There is also considerable complexity at an all-Wales level with several organisations operating across Wales, all with different governance structures and varying lines of accountability. The latest response by Welsh Government, apparently based on the OECD report and parliamentary review, proposes a ‘strong centre’ streamlining current functions through a new Welsh Executive Board in the form of a special health authority. With no powers transferring to the new executive body, and its relationship with health boards unclear, the dual role of the NHS Wales Chief Executive/Director General will remain. It is difficult to see how this will not add to, rather than reduce, the current confusion.

The patchy progress towards integration of health and social care in Wales is then reflected in some of the NHS’s service performance challenges. Performance against waiting times metrics has often been poorer in Wales than in England. 21 The reasons are complex 22 but there is nonetheless a general picture of services straining at their limit while patients’ needs are not fully met.

The most recent clinical failure, with unacceptable levels of clinical incidents in maternity services within the then Cwm Taf University Health Board, 14 has prompted many - including the health minister - to call for a culture change. 23 The Royal College of Obstetricians and Gynaecologists report found that staff were inadequately supported in their efforts to deliver safe services, and the Health Board’s own leadership admitted publicly that “toxic” working practices had developed and “fundamental cultural and behavioural issues have not changed.” This occurred in an organisation which was not under any sanction for poor performance and which was in financial balance, indeed it was widely held up as an exemplar with regulators giving it a clean bill of health. While some would argue that a lack of marketisation in NHS Wales, and the very visible accountability it brings, encourages poor performance, like Edwards 22 we believe that these arguments are simplistic. Wales is not England. We believe the necessary change is about appropriate system leadership not politics or more top-down centralisation. The most important challenge set for NHS Wales by the Parliamentary Review is to change its response to peoples’ and communities’ needs. To do that, the government will need to reduce its dependence on centralised performance measurement, targets and delivery, approaches that are known to cause dysfunctional consequences including ossification and reduced morale. 24,25

The Need for System Leadership

It is the task of leadership to create a single productive learning culture. Macdonald et al argue that this is achieved through behaviour, systems, and symbols. 26 The performance framework in NHS Wales has become central to the existing culture. It establishes the behaviour, systems and symbols between government and boards, directors and services, managers and clinicians. The dominance of financial balance and targets trumps the business of delivering integrated health and social care. Direction comes from the top and delivery is expected to come from the bottom. Knowledge and inventiveness of local teams solving local problems is subordinate to central control. The conditions which Currie and Spyridonidis 27 describe for effective spread of innovation are not encouraged in this climate.

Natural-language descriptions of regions

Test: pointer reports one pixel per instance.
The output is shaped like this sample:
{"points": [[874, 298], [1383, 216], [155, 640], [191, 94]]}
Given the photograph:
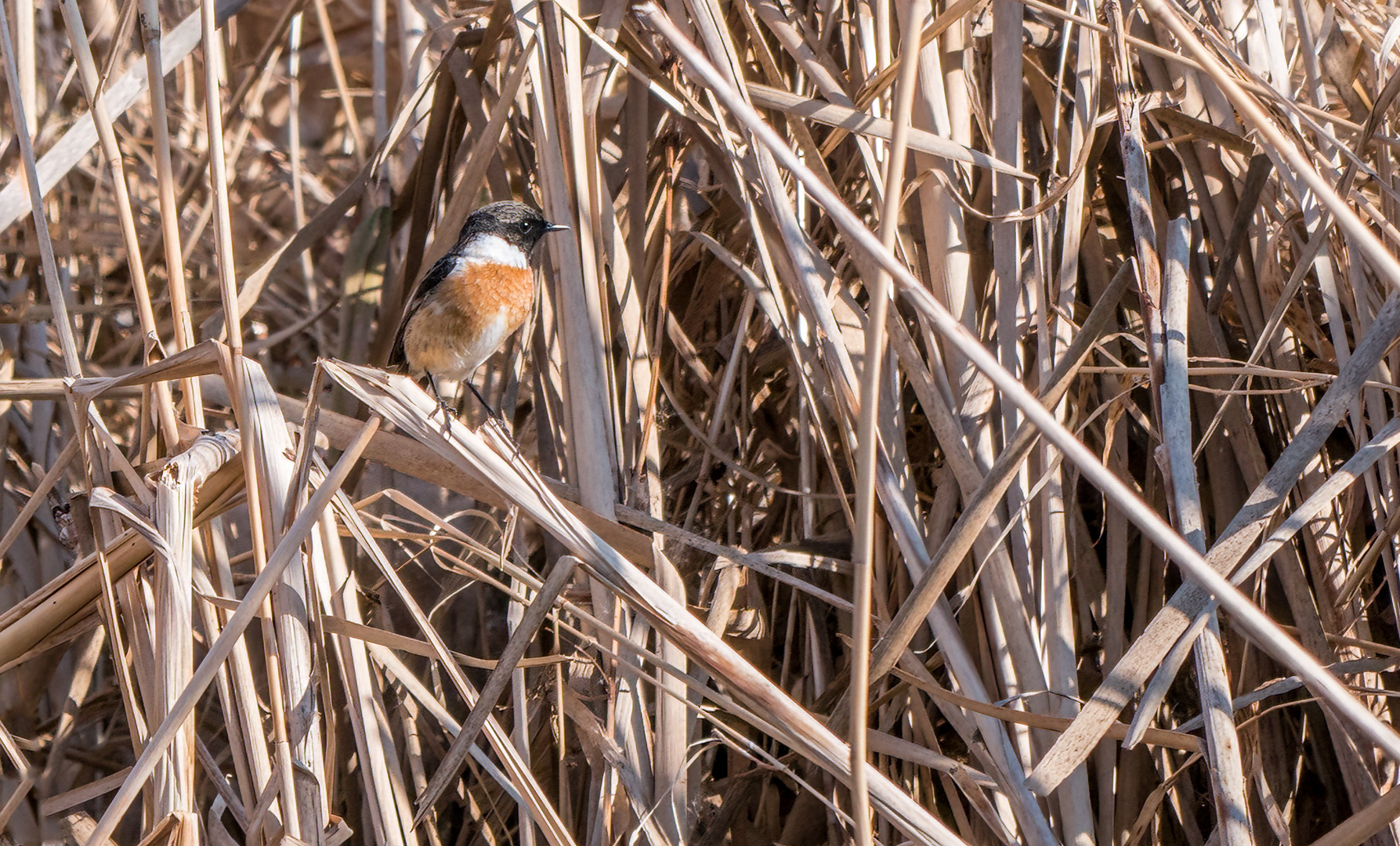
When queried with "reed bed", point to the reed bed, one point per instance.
{"points": [[958, 423]]}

:: TASK GOAL ::
Reproduce the passage above on NHS Wales word for word, beginning at the words "The Need for" and stopping after "in this climate.".

:: RESULT ::
The Need for System Leadership

It is the task of leadership to create a single productive learning culture. Macdonald et al argue that this is achieved through behaviour, systems, and symbols. 26 The performance framework in NHS Wales has become central to the existing culture. It establishes the behaviour, systems and symbols between government and boards, directors and services, managers and clinicians. The dominance of financial balance and targets trumps the business of delivering integrated health and social care. Direction comes from the top and delivery is expected to come from the bottom. Knowledge and inventiveness of local teams solving local problems is subordinate to central control. The conditions which Currie and Spyridonidis 27 describe for effective spread of innovation are not encouraged in this climate.